■ Set exercise: Convert every line of the records into a Markdown table with the columns "Row" and "Line", where "Row" holds the row number and "Line" holds the text, omitting blank lines. Exclude the pictures from the table.

====== Data provided

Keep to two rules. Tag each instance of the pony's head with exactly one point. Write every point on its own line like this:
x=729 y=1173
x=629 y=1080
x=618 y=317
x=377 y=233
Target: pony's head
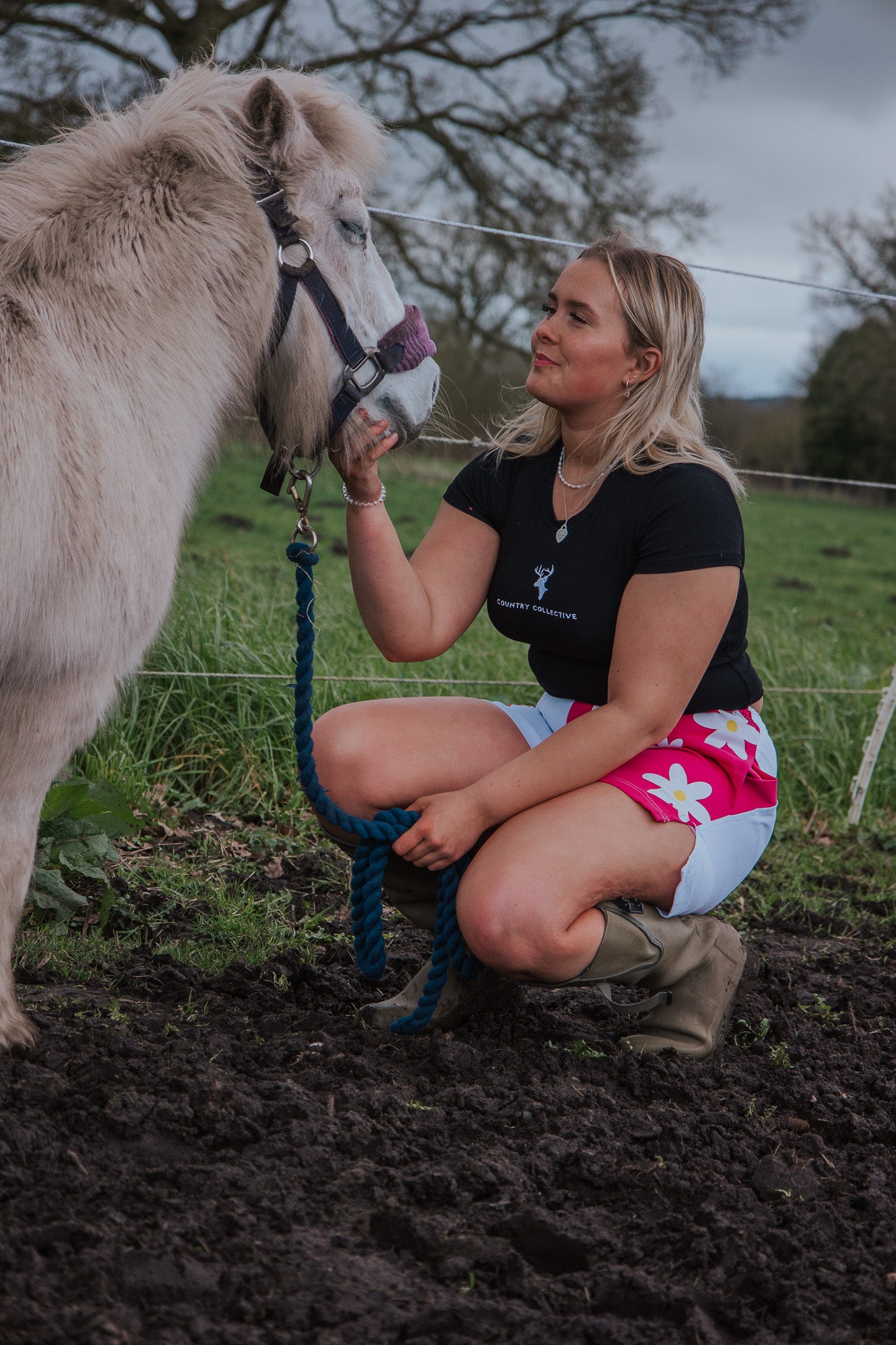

============

■ Exercise result:
| Row | Line |
|---|---|
| 1 | Keep to two rules. Tag each instance of the pony's head with exactly one point. Write every point on its own line like this: |
| 2 | x=729 y=1173 |
| 3 | x=629 y=1080 |
| 4 | x=618 y=317 |
| 5 | x=377 y=233 |
| 6 | Target: pony's head |